==== Entries shown
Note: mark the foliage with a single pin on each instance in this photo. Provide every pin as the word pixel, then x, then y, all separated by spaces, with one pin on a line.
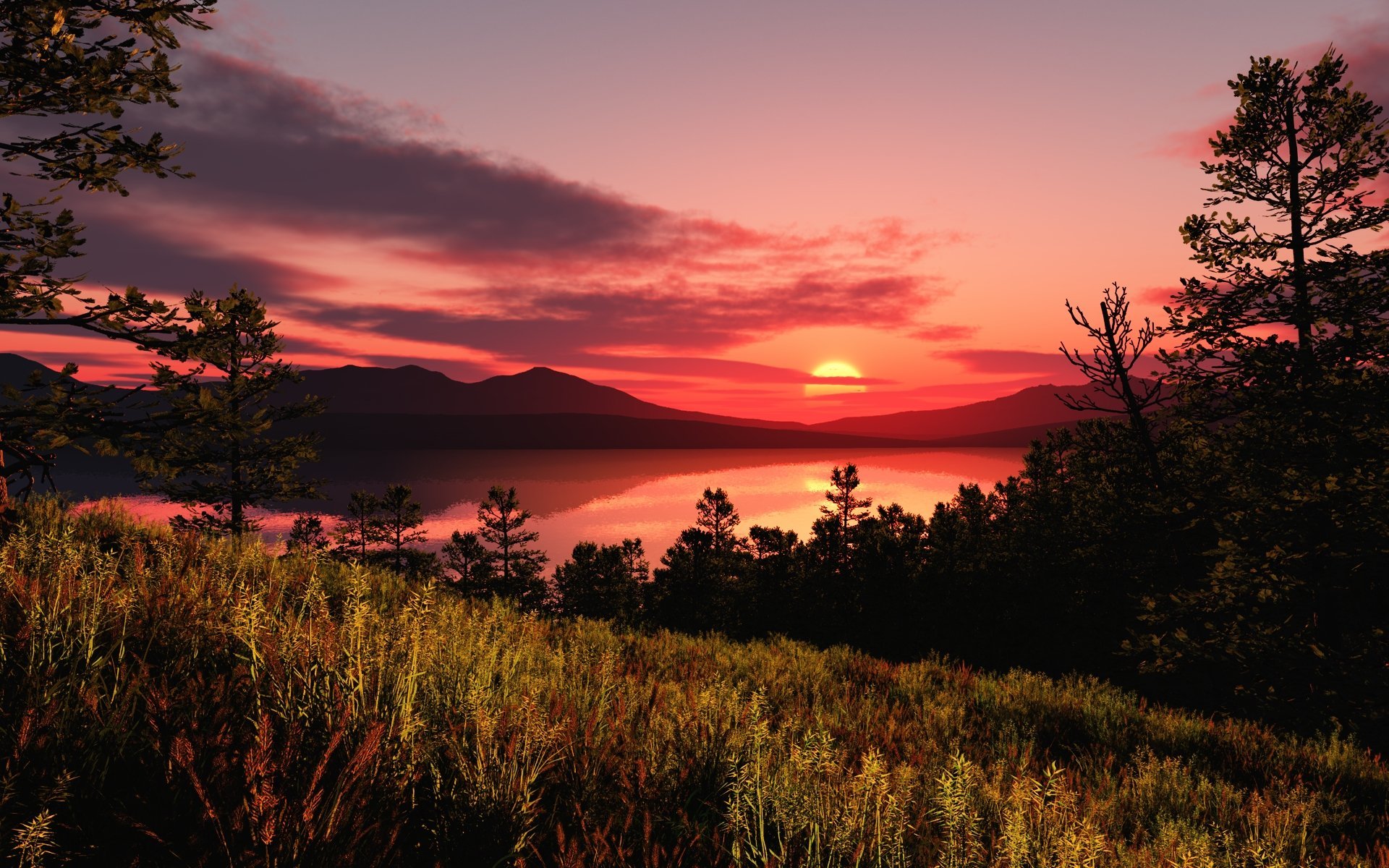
pixel 467 560
pixel 307 535
pixel 603 582
pixel 360 529
pixel 1110 370
pixel 399 516
pixel 77 64
pixel 1303 148
pixel 217 456
pixel 513 564
pixel 173 700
========
Please retype every record above exactly, leaving out the pictures.

Expected answer:
Note: mark the foliage with a single pin on each instance in this photo. Provide every pin as the word pixel, then x, then y, all separated by spaces, with one pin on a line.
pixel 467 560
pixel 307 535
pixel 603 582
pixel 360 529
pixel 1110 370
pixel 399 516
pixel 77 64
pixel 1303 148
pixel 217 456
pixel 513 564
pixel 173 700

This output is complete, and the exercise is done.